DESCRIPTION OF THE TASK >> Please count the lines in the entries below that contain the word "chimney". Reply with the number alone.

RECORDS PROVIDED >>
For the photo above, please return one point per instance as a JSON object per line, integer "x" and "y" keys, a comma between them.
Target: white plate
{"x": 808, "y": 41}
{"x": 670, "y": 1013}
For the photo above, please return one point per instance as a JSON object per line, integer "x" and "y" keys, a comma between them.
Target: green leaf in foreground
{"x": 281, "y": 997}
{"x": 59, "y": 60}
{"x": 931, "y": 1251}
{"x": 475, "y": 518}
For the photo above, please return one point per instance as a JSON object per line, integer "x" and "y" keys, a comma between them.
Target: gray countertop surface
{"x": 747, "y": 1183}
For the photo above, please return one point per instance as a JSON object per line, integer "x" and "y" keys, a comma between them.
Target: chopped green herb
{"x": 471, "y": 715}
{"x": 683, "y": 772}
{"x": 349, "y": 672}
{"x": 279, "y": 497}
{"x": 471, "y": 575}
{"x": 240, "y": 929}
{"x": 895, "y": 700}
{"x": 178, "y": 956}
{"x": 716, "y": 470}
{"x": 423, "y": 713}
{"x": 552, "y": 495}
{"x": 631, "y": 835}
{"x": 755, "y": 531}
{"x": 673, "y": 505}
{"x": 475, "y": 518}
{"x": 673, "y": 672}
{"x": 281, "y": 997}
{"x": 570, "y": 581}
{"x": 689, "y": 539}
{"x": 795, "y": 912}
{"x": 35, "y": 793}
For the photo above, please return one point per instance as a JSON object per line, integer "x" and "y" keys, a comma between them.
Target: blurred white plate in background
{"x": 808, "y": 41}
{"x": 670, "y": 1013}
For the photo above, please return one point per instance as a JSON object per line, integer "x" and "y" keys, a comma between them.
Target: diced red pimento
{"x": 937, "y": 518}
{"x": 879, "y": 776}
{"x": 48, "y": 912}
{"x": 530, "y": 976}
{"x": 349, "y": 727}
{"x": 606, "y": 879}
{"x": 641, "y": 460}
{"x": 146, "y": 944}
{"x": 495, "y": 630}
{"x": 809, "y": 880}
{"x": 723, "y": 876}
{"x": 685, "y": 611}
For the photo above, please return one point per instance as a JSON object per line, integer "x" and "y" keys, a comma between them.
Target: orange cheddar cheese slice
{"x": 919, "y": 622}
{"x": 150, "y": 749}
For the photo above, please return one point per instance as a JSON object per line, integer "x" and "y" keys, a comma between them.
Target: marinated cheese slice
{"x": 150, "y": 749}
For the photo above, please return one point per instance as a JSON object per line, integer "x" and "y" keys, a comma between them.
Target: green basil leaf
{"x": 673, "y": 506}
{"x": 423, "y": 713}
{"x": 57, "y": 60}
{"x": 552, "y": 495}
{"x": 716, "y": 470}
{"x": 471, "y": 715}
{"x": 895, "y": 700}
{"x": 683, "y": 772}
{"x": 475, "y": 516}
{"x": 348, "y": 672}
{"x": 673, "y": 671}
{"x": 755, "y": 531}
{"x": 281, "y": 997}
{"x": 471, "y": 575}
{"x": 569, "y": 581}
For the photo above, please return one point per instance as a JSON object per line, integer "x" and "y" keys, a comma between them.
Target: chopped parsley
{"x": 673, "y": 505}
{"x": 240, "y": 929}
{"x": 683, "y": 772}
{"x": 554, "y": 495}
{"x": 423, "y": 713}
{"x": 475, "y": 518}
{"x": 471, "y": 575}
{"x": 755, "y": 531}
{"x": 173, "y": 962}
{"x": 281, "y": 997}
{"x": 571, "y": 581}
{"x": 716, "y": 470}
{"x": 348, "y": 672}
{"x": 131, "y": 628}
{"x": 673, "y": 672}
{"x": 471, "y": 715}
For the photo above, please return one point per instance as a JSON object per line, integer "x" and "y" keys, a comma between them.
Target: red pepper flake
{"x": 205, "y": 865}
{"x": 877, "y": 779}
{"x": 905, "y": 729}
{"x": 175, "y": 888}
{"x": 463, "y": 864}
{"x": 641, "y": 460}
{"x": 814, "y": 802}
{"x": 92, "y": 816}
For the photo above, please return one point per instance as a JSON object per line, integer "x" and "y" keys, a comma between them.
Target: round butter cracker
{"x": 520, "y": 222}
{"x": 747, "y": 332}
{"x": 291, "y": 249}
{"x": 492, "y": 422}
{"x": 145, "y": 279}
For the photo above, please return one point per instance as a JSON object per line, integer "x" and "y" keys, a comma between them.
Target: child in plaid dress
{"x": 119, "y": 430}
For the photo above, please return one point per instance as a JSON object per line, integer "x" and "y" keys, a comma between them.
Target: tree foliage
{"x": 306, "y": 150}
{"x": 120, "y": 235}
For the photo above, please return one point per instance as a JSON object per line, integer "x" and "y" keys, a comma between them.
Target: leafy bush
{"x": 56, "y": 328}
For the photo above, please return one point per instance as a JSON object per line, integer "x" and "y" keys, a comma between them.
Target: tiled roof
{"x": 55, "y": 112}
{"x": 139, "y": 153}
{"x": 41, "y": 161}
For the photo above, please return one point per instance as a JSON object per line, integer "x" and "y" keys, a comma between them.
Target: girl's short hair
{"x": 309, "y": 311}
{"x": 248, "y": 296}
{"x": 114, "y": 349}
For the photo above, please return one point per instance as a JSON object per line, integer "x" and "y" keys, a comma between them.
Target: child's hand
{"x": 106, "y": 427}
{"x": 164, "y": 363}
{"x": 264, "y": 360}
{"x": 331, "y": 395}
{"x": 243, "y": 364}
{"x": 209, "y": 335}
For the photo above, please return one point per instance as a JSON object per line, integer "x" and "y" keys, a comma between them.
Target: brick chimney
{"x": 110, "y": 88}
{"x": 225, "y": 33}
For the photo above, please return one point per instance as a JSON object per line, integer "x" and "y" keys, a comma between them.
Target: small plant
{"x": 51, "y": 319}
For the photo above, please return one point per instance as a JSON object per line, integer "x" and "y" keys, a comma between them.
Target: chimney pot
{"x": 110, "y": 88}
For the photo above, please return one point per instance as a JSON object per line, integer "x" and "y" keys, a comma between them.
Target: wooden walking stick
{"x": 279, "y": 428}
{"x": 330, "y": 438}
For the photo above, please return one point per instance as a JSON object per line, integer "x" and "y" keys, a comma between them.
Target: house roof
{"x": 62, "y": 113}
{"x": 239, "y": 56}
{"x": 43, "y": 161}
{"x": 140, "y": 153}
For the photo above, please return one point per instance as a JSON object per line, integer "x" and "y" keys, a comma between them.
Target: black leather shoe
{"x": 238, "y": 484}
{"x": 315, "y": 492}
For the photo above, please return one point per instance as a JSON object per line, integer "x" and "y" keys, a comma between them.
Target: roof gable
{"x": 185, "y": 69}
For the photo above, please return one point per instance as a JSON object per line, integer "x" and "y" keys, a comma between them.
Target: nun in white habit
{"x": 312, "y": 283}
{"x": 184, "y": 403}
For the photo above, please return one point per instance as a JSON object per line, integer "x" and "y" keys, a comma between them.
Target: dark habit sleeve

CORRECT OUTPUT >> 2